## Dataset extract
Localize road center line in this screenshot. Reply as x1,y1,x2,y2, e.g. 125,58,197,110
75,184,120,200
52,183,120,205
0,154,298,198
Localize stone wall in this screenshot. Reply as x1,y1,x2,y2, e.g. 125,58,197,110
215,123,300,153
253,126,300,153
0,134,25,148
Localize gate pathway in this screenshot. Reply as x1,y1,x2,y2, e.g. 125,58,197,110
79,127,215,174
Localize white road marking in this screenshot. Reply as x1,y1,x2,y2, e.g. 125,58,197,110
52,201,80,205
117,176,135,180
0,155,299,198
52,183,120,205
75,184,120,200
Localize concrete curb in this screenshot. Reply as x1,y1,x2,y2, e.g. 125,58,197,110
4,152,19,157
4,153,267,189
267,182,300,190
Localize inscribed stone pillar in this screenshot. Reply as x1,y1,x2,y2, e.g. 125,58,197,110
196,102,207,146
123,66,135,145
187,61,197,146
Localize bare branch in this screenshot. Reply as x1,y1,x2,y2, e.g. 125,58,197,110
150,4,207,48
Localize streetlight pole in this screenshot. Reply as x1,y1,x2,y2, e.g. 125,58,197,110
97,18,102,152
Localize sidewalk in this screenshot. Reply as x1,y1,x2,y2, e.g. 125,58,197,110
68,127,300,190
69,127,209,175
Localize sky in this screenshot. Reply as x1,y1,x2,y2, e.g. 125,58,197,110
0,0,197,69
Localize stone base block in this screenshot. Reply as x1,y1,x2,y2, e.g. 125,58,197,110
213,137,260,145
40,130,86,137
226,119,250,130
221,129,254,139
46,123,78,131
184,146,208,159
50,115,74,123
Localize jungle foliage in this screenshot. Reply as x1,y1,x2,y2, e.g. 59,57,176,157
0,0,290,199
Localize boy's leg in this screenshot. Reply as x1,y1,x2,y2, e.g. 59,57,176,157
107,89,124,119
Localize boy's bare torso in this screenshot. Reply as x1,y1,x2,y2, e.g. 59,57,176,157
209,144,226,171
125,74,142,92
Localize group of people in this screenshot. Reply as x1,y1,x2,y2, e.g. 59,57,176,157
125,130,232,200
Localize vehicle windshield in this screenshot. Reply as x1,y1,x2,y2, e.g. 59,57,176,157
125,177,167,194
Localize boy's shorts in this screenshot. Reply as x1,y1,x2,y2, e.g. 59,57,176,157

## Task objective
Extract each line in the entries above that contains the word "stone".

## Answer to the exercise
Localize stone wall in this screenshot. Reply as x1,y1,x2,y2, e.g. 125,58,197,110
Localize inscribed stone pillar in this screenshot. Reply as x1,y1,x2,y2, e.g. 125,58,197,110
Localize stone base block in this screenshot. Reply as x1,y1,x2,y2, e.g. 125,58,197,110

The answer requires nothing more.